(Supplied material):

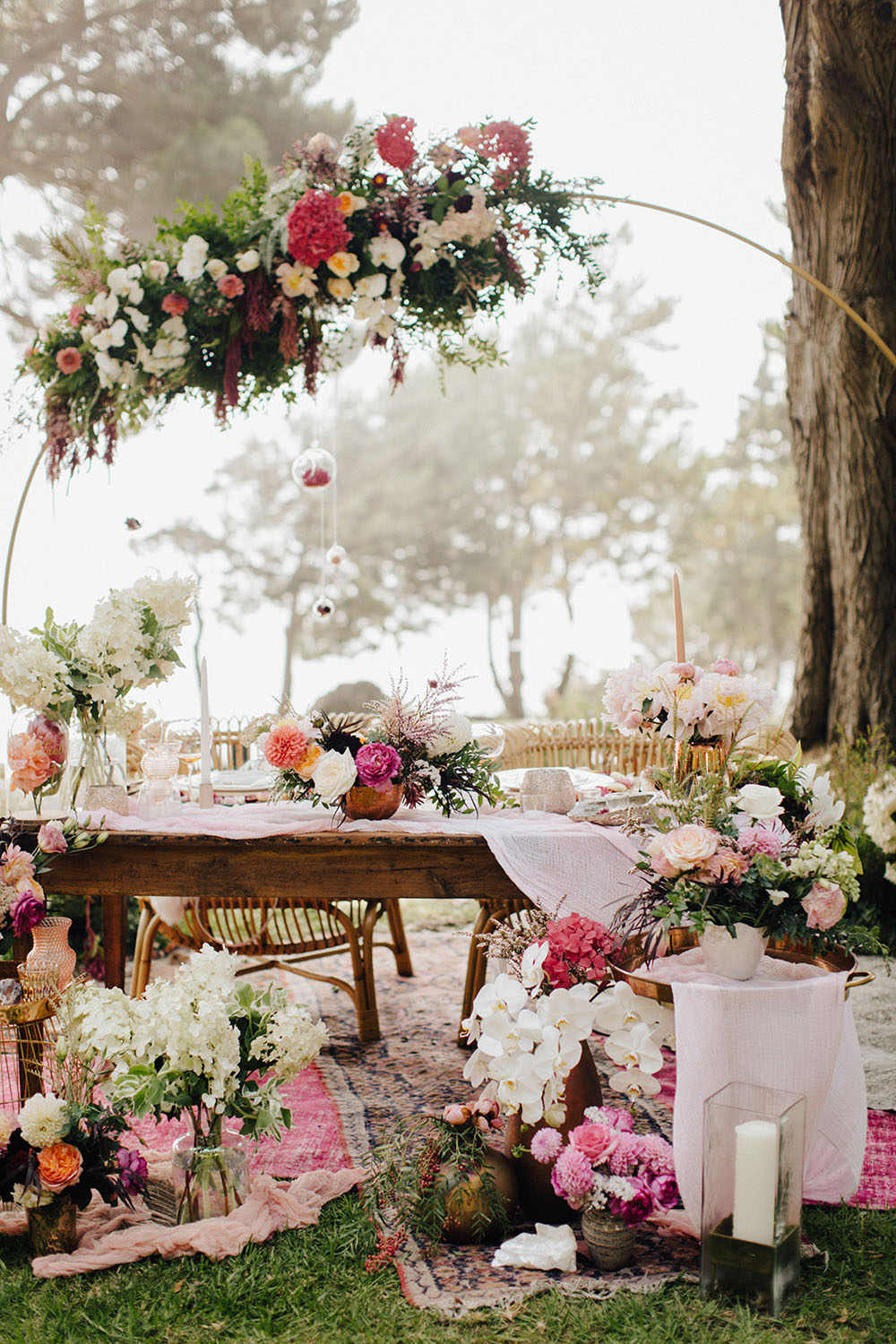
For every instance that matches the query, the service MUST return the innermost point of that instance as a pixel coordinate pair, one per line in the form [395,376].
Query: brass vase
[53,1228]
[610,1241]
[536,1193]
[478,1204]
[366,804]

(Exercise):
All of the data is to be reproduced exactly, with the pictures left out.

(Written answer):
For every instance that matches the query, the service MUST return the innermost point of that instance as a pixel coordinate pair, one per line in the form [395,376].
Query: brass vase
[53,1228]
[610,1241]
[536,1193]
[478,1204]
[366,804]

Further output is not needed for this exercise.